青森県八戸市に根を下ろしながら、全国にクライアントを持つ広和計装。製造プラントの制御装置を得意分野としつつ、多様なニーズにワンストップで対応する機動性もあわせ持つ優良企業だ。そんな同社がこのほど、商工組合中央金庫とTKC全国会の提携商品「対話型当座貸越(無保証)」の青森県第1号案件となった。同社の三浦幸廣社長、小田秀彦顧問税理士、そして商工組合中央金庫八戸支店の和久大輔支店長に話を聞いた。
高い技術力と機動性で生産現場をサポートする
──業態を教えてください。
三浦幸廣社長
三浦 1988年の創業以来、電気計装の分野で事業を展開してきました。「計装」とは、生産工場などで工程を計測し制御する装置を設置・運用することです。当社は、クリーンルームをお持ちの半導体メーカーや、製造プラントを手掛ける設備業者などからのオーダーを受けて、いわゆる〝一品もの〟の装置やシステムを開発・販売しています。
──具体的には?
三浦 例えば、半導体のクリーンルーム内には、燃焼性や毒性のあるガスが製造装置から発生する危険性があるのですが、それを漏えい手前で検知・制御するシステムを手掛けています。あるいは、製造プラントにおいて温度や圧力、流量などを制御し、製造物を最適化するシステムにも多くの実績があります。さらに、車載制御装置に使用される回路基板の検査装置や、SCADA(監視制御システム)を搭載したコンピュータ制御システムなど、多岐にわたる設備や装置を製造しています。
──強みは?
三浦 ハードウェアの設計製造から、ソフトウエア(プログラマブルコントローラー)の開発・構築、現場での立ち上げ調整までワンストップで請け負えるところが強みだと思います。取引先はほぼ大手メーカーで、北海道から奄美大島まで日本全国の現場を飛び回り、月にすると約50件の仕事をこなしています。その機動性も当社の持ち味かもしれません。
──ここ数年、業績は好調のようですね。
三浦 リプレース需要が増えている一方、後継者難などで廃業や縮小に追い込まれる同業者も出てきている中、当社では設計や製造の効率アップや適正コストの維持に努め、お客さまの要求にお応えしてきました。また、われわれのような小さな企業では、技術をつないでいく人材の継続雇用が第一であると考え、それを実践してきました。そのため、いきなりの仕事でも、こなす余力があったということでしょう。
──社員の方々の高いスキルが必要なのでは?
三浦 創業以来、経験とノウハウを蓄積してきましたから、技術的な幅には自信があります。

=====

* 作業の指示 1 *
下の記録から、「roof」という語を含む行をすべて選んで、そのまま書き写してください。大文字と小文字は区別します。

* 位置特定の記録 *
=====

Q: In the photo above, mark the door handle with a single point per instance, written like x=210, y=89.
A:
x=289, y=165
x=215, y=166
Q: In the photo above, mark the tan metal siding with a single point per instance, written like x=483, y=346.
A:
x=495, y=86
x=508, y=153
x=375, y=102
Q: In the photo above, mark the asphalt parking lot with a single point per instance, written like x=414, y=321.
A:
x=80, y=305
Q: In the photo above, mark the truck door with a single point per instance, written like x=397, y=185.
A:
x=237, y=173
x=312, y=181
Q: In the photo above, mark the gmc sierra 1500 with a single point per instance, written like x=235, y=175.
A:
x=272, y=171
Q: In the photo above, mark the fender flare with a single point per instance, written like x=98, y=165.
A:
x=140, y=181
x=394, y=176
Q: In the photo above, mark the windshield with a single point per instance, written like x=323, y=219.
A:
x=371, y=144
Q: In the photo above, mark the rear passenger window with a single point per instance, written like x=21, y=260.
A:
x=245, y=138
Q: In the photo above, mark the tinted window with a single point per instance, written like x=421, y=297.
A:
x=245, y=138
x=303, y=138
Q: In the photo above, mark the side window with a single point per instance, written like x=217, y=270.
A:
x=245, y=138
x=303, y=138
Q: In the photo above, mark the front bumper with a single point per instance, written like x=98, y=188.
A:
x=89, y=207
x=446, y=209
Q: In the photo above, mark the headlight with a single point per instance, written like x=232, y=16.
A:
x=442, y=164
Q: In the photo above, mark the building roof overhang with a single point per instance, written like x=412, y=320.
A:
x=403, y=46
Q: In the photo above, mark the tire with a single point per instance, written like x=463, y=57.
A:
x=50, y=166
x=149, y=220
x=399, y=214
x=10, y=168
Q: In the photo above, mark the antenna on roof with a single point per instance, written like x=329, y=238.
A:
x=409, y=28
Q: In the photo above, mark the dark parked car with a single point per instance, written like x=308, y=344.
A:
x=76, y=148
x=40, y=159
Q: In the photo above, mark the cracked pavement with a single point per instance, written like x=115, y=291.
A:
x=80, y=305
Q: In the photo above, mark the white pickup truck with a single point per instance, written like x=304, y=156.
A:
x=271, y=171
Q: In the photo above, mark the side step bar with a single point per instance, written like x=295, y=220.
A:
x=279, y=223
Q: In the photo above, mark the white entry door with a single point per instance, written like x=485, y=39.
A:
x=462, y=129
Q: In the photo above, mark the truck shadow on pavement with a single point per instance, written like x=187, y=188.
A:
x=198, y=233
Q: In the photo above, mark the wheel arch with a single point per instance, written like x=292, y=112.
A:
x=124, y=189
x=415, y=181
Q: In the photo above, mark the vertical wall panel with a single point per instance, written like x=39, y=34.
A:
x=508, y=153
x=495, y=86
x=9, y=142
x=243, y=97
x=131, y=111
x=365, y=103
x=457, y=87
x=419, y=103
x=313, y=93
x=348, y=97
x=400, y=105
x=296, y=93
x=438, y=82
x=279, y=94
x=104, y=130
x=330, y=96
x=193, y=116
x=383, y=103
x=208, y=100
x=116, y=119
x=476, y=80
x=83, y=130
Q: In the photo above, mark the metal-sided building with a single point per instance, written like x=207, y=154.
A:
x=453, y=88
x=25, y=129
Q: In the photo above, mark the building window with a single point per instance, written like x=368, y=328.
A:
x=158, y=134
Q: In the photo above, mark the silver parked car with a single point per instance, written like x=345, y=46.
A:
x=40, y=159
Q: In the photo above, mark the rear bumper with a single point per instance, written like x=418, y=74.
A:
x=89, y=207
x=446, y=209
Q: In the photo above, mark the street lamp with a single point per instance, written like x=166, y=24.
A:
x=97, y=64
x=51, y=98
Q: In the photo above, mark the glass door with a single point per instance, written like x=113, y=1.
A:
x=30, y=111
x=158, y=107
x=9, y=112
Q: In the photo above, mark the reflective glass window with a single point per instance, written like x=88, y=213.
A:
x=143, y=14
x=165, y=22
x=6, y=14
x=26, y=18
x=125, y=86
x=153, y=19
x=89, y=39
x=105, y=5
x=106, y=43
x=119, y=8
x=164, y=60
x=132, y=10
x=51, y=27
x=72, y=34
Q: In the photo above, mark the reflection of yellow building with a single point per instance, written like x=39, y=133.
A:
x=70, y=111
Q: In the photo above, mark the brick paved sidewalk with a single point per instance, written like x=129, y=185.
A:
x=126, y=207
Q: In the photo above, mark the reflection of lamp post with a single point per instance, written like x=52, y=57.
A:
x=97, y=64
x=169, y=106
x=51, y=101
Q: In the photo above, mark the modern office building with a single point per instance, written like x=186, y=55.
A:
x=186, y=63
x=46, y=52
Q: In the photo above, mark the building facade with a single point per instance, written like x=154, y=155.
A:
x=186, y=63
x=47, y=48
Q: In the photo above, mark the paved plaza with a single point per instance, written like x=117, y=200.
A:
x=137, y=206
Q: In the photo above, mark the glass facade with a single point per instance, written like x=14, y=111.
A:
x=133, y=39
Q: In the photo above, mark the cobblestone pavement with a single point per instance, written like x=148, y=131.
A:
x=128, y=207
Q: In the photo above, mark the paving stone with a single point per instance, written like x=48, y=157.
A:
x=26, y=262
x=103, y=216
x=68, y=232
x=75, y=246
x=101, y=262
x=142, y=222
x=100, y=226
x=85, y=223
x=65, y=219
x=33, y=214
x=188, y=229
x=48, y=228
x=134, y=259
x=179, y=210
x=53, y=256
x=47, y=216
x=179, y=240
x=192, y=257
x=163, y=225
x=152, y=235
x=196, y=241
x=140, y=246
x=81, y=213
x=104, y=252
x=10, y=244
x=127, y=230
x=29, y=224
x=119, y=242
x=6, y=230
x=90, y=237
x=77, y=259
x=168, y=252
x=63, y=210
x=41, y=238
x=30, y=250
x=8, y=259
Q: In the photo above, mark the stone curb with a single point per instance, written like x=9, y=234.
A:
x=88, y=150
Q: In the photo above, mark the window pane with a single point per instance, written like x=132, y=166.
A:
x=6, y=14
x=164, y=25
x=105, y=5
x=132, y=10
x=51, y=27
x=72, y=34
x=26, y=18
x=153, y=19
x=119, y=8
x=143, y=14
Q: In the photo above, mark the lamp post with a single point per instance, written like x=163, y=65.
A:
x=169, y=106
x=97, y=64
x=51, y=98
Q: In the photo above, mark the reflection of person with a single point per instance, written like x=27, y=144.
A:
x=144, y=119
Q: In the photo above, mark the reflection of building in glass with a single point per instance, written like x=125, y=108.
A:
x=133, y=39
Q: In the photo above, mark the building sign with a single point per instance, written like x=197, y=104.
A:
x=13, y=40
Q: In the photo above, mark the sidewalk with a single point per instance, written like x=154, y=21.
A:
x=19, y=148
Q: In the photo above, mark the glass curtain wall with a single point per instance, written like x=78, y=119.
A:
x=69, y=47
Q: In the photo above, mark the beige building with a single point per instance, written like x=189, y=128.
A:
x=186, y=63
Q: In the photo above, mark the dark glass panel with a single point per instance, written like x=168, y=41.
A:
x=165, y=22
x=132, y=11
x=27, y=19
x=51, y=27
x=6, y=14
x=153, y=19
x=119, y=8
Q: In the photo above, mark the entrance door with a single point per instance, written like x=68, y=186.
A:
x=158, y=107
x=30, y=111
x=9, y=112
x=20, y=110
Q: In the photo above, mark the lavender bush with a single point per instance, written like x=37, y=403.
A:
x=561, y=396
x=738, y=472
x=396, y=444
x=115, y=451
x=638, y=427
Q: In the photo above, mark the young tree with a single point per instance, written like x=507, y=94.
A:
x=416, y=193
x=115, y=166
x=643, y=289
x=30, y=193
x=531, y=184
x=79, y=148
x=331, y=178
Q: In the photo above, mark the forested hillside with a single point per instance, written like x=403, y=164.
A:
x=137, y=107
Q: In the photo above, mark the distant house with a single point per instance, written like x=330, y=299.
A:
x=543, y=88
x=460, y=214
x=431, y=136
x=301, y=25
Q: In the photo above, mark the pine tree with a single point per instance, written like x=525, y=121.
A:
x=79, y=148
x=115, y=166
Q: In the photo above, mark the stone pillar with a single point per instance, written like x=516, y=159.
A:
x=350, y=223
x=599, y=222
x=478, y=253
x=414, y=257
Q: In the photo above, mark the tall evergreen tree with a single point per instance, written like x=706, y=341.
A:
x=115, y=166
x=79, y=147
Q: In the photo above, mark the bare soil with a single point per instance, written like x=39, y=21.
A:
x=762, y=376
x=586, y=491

=====

* 作業の指示 2 *
上の広和計装の記事から、「三浦 リプレース需要が増えて」を含むところで始めて「術的な幅には自信があります。」で終わる部分を、一字も変えずに書き出してください。

* 回答全文 1 *
Q: In the photo above, mark the building roof overhang with a single point per instance, written like x=412, y=320.
Q: In the photo above, mark the antenna on roof with a single point per instance, written like x=329, y=238.

* 回答全文 2 *
三浦 リプレース需要が増えている一方、後継者難などで廃業や縮小に追い込まれる同業者も出てきている中、当社では設計や製造の効率アップや適正コストの維持に努め、お客さまの要求にお応えしてきました。また、われわれのような小さな企業では、技術をつないでいく人材の継続雇用が第一であると考え、それを実践してきました。そのため、いきなりの仕事でも、こなす余力があったということでしょう。
──社員の方々の高いスキルが必要なのでは?
三浦 創業以来、経験とノウハウを蓄積してきましたから、技術的な幅には自信があります。